— begin Given passage —

# Amana furnace, no heat, red light blinks 3 times, fan works.



## azjost (Apr 9, 2008)

Amana Gas Furnace. Furnace blower appears to work, but no heat. 3 Blinking red lights. I googled this, someone said 3 lights can mean:

1. The exterior vent pipe is blocked.
2. The pressure switch is bad or wired wrong
3. The ventor is clogged or jammed.

Attempted some cleaning with shop vac to see if there was an obstruction. When shop vac was stuck into exhaust vent pipe, the furnace kicks on. As soon as I take it out, it shuts off. Not sure what the problem is, but I would like it resolved today if I can possibly do it. 

If not, I'll call a pro, but since I'll be calling out of the phone book, I want to minimize the chance of being ripped off by at least seeming knowledgeable.

Thanks.

— end Given passage —
— begin Records shown —

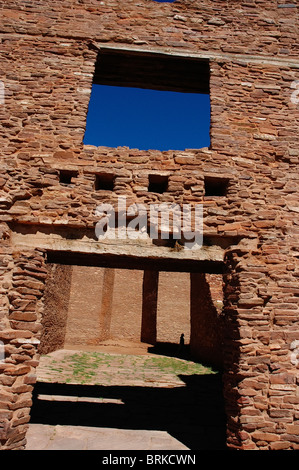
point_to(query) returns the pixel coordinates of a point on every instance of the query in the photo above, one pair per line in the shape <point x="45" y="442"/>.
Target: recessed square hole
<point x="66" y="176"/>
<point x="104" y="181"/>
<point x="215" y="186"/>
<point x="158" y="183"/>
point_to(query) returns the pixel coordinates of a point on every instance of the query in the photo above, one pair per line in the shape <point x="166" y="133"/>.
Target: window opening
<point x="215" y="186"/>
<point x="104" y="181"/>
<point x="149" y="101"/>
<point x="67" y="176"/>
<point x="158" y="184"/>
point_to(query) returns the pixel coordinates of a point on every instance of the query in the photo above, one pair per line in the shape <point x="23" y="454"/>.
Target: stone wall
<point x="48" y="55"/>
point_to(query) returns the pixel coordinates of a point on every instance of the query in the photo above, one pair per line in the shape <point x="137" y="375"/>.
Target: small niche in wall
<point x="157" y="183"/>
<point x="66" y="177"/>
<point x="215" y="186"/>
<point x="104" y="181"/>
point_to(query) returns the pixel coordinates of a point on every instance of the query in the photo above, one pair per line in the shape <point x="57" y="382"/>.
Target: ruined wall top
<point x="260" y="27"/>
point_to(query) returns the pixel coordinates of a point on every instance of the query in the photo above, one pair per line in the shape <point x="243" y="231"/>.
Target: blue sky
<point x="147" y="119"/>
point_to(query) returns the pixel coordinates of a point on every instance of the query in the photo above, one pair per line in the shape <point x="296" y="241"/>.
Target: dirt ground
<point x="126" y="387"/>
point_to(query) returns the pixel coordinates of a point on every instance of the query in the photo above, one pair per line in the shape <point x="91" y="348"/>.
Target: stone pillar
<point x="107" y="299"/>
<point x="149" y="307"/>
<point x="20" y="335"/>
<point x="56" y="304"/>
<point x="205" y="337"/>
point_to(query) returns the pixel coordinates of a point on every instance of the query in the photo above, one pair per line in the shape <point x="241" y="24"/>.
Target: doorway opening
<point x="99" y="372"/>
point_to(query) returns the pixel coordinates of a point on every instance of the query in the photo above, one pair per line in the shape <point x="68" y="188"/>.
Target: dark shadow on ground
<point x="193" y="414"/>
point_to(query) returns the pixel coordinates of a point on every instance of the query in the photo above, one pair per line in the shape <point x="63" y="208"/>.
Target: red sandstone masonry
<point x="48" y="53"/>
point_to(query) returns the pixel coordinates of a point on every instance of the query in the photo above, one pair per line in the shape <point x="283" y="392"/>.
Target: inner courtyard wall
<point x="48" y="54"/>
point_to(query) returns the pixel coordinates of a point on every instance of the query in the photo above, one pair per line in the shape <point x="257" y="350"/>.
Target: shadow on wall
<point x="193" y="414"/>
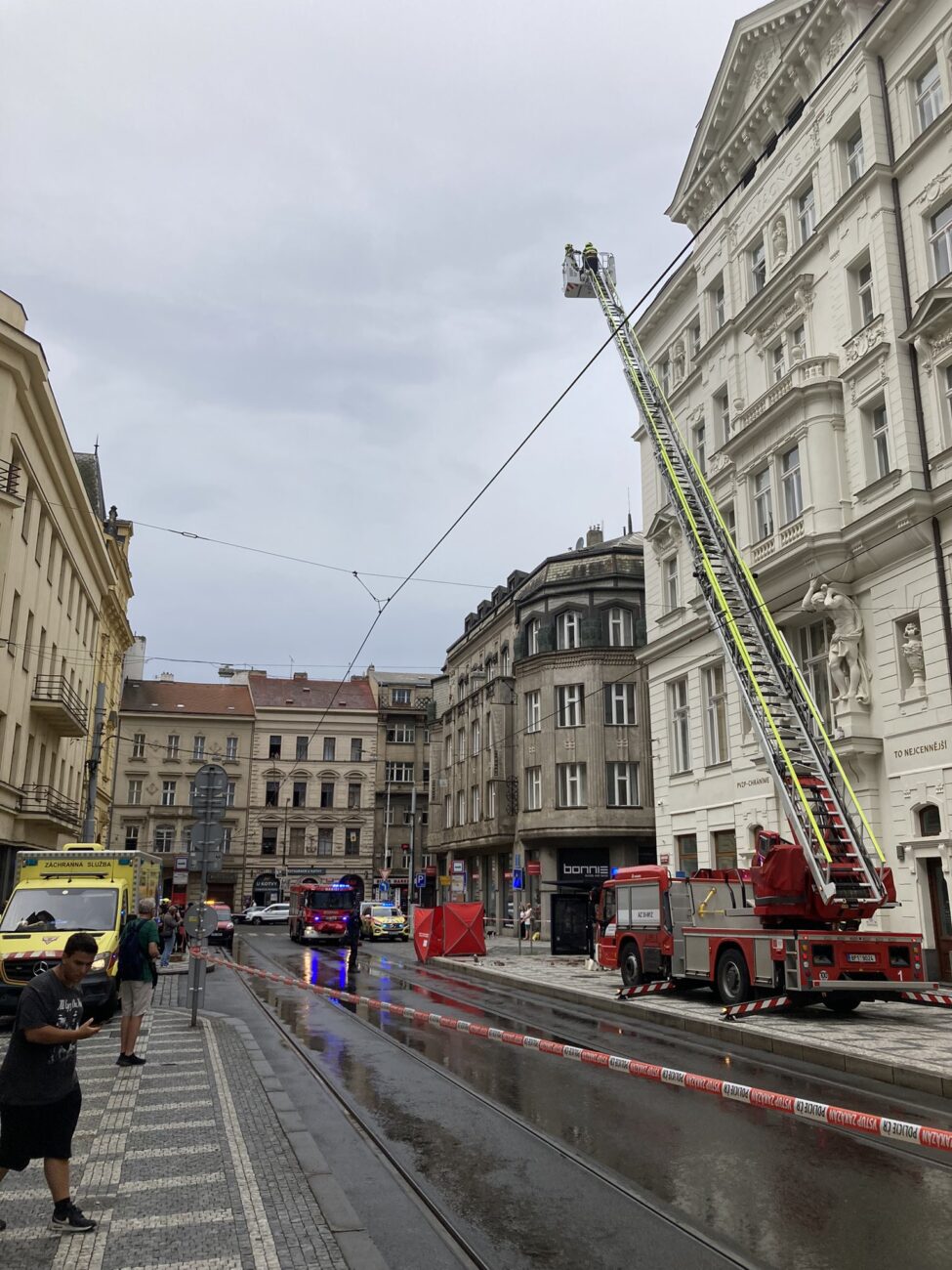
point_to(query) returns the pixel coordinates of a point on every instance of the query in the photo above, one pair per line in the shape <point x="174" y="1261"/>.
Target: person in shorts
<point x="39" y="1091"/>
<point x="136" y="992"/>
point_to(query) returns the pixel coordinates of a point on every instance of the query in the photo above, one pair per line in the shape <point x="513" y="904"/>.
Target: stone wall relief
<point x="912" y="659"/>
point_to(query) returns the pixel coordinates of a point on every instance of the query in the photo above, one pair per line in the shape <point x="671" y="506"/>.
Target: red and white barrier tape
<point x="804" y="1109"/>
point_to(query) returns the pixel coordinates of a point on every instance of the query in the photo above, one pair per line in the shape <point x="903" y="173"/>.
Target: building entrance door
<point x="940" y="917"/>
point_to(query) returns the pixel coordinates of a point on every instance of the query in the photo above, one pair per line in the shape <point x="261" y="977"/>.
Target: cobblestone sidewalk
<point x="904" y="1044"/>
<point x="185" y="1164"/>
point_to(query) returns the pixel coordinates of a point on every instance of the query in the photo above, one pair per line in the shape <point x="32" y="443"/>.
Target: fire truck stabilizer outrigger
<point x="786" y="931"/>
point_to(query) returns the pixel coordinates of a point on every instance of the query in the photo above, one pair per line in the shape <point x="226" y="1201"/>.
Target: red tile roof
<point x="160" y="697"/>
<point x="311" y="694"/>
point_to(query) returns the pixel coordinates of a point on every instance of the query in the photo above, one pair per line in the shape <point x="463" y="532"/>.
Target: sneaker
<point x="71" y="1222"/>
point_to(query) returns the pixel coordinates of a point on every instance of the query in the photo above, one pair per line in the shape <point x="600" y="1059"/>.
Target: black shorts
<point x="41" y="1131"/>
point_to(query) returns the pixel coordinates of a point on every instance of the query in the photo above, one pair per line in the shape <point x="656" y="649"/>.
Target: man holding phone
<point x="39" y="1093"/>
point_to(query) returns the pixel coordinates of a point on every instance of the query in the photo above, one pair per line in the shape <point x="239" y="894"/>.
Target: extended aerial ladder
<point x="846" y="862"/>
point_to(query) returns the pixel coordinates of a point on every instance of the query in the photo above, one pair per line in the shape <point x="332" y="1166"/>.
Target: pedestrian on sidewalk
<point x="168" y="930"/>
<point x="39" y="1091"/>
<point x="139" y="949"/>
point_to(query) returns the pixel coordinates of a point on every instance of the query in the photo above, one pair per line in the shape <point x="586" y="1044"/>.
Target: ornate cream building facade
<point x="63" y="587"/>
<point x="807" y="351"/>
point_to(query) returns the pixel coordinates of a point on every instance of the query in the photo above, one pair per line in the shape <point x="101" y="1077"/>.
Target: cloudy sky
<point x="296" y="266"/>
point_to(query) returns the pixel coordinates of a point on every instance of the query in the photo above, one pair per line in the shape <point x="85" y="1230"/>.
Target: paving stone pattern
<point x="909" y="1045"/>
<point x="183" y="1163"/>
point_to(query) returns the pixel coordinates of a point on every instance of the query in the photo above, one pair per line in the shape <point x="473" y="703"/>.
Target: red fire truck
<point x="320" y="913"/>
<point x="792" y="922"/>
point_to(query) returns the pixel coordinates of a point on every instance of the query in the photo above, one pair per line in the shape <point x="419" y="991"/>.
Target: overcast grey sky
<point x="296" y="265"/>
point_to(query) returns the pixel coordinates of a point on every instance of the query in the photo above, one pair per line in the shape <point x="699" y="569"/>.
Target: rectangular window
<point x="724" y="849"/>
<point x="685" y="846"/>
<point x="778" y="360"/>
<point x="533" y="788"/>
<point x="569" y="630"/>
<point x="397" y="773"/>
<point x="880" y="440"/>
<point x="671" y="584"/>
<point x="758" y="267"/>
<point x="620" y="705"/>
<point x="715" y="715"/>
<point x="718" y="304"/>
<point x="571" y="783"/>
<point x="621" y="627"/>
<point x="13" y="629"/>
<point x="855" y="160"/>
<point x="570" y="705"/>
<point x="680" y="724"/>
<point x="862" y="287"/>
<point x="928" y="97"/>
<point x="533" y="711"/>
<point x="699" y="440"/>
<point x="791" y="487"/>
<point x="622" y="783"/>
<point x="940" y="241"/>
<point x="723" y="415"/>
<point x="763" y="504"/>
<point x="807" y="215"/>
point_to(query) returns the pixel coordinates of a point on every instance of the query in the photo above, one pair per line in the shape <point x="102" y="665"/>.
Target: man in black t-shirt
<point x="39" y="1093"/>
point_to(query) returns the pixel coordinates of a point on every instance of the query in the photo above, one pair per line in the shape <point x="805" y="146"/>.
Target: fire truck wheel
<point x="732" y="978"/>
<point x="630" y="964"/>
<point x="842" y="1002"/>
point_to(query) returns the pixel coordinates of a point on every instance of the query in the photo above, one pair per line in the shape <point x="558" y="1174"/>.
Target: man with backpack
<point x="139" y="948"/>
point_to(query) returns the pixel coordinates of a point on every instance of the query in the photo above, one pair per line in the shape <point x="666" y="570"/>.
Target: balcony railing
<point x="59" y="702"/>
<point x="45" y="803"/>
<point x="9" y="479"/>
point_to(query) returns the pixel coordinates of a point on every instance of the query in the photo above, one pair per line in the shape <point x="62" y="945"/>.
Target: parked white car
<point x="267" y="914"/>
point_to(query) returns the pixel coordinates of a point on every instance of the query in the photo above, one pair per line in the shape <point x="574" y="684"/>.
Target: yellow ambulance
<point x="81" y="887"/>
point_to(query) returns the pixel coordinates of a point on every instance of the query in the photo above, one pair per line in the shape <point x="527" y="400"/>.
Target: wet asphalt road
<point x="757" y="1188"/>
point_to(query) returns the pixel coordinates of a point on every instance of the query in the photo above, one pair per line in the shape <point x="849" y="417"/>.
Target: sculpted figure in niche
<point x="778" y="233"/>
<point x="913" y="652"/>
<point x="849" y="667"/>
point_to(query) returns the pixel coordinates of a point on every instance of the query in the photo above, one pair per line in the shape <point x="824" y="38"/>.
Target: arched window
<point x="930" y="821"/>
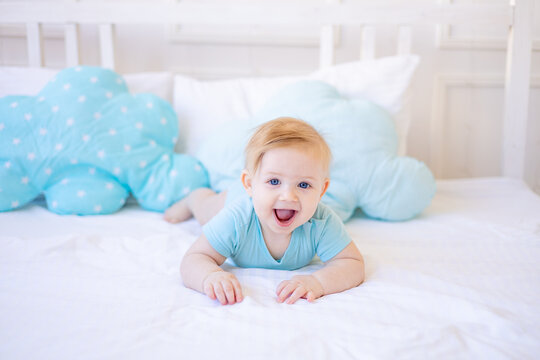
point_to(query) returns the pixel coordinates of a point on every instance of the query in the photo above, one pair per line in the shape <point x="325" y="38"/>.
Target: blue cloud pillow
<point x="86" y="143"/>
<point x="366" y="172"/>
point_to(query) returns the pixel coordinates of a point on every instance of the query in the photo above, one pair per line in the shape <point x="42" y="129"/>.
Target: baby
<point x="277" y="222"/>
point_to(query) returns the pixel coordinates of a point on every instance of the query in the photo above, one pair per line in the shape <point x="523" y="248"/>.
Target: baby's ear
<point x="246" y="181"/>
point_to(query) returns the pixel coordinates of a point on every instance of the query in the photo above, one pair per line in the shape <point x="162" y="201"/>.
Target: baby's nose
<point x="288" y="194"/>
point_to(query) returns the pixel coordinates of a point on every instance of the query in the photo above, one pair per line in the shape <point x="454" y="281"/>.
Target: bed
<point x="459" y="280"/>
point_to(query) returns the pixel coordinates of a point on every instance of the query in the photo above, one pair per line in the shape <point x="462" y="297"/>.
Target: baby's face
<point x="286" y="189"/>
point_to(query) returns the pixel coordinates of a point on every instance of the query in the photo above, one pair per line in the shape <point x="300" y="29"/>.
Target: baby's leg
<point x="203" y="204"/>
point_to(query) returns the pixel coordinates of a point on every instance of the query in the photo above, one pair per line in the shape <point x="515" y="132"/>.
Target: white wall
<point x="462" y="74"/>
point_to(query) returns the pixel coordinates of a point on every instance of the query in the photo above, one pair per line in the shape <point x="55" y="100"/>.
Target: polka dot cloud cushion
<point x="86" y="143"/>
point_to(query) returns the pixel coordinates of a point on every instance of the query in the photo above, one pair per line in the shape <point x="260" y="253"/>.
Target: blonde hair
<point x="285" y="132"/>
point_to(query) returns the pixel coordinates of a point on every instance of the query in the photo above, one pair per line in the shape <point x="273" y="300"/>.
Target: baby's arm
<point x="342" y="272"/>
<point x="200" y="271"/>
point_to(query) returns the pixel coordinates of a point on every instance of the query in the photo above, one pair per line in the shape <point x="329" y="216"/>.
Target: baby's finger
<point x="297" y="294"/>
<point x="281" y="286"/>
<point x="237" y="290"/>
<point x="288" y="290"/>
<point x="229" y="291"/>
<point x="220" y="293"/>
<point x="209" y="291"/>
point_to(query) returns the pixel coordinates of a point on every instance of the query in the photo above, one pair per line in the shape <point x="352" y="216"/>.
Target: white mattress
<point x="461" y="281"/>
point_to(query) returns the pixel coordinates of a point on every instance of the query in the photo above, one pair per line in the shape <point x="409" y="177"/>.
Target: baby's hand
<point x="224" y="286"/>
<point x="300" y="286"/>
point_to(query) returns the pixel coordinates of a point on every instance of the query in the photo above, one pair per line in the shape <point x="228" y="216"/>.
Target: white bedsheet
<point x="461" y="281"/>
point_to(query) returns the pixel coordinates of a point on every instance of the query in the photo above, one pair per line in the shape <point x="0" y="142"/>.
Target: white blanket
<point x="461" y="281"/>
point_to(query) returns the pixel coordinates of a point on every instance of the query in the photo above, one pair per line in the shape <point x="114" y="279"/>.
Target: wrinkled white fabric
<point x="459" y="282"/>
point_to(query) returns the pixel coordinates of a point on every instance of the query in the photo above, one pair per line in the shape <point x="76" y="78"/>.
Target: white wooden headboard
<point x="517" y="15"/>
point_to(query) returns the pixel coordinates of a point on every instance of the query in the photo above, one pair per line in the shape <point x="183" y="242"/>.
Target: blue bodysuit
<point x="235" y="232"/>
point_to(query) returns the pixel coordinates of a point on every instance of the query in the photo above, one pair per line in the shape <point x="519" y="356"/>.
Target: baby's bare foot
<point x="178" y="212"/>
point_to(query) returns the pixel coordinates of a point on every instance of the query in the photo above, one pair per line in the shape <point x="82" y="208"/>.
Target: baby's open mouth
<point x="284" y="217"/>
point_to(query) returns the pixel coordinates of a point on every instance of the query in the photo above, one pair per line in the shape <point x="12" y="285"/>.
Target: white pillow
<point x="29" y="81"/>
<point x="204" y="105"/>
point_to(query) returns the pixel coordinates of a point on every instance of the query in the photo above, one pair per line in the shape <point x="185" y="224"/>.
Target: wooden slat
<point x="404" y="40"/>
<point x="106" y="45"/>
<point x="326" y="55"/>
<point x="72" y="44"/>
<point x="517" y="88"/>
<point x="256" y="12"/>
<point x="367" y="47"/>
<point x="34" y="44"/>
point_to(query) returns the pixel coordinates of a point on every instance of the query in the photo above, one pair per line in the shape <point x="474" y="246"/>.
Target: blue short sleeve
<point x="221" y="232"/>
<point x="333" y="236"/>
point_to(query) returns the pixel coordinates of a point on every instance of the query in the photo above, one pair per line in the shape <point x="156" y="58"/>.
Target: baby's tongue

— end Records shown —

What the exercise asks =
Continue the forum thread about the Amana furnace with three red blinks, picking up after its last line.

Response to this task =
----------



## kok328 (Apr 9, 2008)

Sounds like the venter motor is not achieving enough volume to satisfy the required water columns for the pressure switch.

Pressure switch safety proofs come in all shapes and forms.
Sail switch, pressure switch, centrifugal dry contact switch, etc....).

Check the venter motor (not the blower motor) for proper operation.  If you have proper voltage to the motor but, it does not ramp up, you could have a bad/stuck motor and/or a bad motor capacitor (if applicable).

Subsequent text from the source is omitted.